TASKS AND EXERCISES:
(1) For each statement below, say whether it agrees with the passage about Lee's early life and the Civil War. Answer yes or no and quote the deciding words. (a) Lee suffered an eye injury at age seven. (b) In 1857 Lee was sent home from boarding school because of an eye problem. (c) Lee went to Ravensworth with her sister Mildred.
(2) In the passage about Lee's early life and the Civil War, what did Lee take with her to Ravensworth for safekeeping?
(3) Write the next part of the passage about Lee's early life and the Civil War, picking up after its last sentence.

DOCUMENT SEGMENT:
Lee had a privileged upbringing typical of the planter class. A member of the American gentry, her family were one of the First Families of Virginia. She was a sickly child, often travelling around to various natural springs in Virginia with her mother in search of healing benefits. When she was seven years old, Lee suffered from an eye injury. While away at boarding school in 1857, she was sent home with an intestinal problem. Lee helped educate her younger sister, Mildred, and prepared her for life at boarding school. She also taught some of the enslaved children on her family's plantation to read and write, even though this was illegal in Virginia.

When the American Civil War broke out in 1861, Lee was sent with her sister, Agnes, to Ravensworth, their cousin's plantation in Fairfax County, Virginia. She brought along the family silver and portraits for safekeeping. That spring, she joined her mother and sister at White House, another relative's plantation along the Pamunkey River. The family were placed under house arrest by the Union Army but were released after General George B. McClellan arranged for them to be sent across Confederate lines to join Robert E. Lee in Richmond.

Point localization records:
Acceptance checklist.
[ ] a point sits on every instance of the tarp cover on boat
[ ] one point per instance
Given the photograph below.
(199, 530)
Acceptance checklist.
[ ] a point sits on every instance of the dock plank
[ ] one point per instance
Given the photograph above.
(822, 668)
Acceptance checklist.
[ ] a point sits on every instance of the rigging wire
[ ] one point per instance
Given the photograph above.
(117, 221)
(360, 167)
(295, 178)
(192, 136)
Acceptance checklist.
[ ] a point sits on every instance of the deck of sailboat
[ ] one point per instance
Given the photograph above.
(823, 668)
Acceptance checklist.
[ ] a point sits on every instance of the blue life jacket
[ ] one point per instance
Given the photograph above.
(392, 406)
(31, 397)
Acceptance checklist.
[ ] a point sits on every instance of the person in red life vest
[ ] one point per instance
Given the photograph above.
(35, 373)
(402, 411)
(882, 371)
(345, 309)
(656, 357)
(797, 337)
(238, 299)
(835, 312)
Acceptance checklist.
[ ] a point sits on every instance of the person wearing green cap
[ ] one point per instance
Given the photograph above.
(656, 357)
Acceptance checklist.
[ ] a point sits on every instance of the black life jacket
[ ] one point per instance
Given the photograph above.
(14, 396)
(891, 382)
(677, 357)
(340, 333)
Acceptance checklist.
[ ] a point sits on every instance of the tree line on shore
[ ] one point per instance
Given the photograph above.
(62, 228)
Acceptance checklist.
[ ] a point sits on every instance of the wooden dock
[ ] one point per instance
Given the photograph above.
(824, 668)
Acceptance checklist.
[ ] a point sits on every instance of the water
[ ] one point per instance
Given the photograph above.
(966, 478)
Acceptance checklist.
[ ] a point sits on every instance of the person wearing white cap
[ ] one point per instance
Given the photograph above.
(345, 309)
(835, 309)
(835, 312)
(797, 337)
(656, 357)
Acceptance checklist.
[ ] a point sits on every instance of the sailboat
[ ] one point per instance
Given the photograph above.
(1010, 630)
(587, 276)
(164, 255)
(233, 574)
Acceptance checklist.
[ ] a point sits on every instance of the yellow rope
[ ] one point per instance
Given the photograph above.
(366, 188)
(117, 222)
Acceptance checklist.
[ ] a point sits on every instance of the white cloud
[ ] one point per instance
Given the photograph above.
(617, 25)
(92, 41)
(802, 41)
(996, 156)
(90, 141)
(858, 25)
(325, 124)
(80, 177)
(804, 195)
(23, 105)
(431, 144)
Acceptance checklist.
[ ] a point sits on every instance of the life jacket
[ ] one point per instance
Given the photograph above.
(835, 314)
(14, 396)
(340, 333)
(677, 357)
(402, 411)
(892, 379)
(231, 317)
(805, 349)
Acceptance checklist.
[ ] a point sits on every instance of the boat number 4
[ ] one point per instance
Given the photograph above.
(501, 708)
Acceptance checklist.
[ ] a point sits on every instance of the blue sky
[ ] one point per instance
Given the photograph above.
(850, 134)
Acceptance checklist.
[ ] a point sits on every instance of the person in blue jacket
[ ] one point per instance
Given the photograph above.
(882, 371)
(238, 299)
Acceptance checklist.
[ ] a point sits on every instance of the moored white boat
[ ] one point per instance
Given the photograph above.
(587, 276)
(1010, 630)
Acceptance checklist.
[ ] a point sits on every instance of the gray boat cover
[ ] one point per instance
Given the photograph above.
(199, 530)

WRITTEN RESPONSES:
(1)
(a) Yes: "When she was seven years old, Lee suffered from an eye injury."
(b) No: "she was sent home with an intestinal problem."
(c) No: "Lee was sent with her sister, Agnes, to Ravensworth"

(2) The family silver and portraits.

(3)
In August 1862 Lee contracted typhoid fever. She and Agnes moved to Jones Springs, a mineral spring in Warren County, North Carolina, in an effort to improve her health. Her state continued to decline and, after a few weeks, her mother came down from Virginia to nurse her. She died on October 20, 1862, in the presence of her mother and sister. Upon learning of her death, her father wrote, "To know that I shall never see her again on earth, that her place in our circle which I always hope one day to rejoin is forever vacant, is agonizing in the extreme." She was buried in North Carolina in the Jones family's cemetery. In 1866, a group of women had an obelisk, known as the Anne Carter Lee Monument, built at her gravesite. In 1994, members of the Lee family arranged for her remains to be brought to Lexington, Virginia, where she was reinterred in the University Chapel. The moving of her remains had been protested by local chapters of the Sons of Confederate Veterans and members of the Military Order of the Stars and Bars, who wanted the body to stay in North Carolina.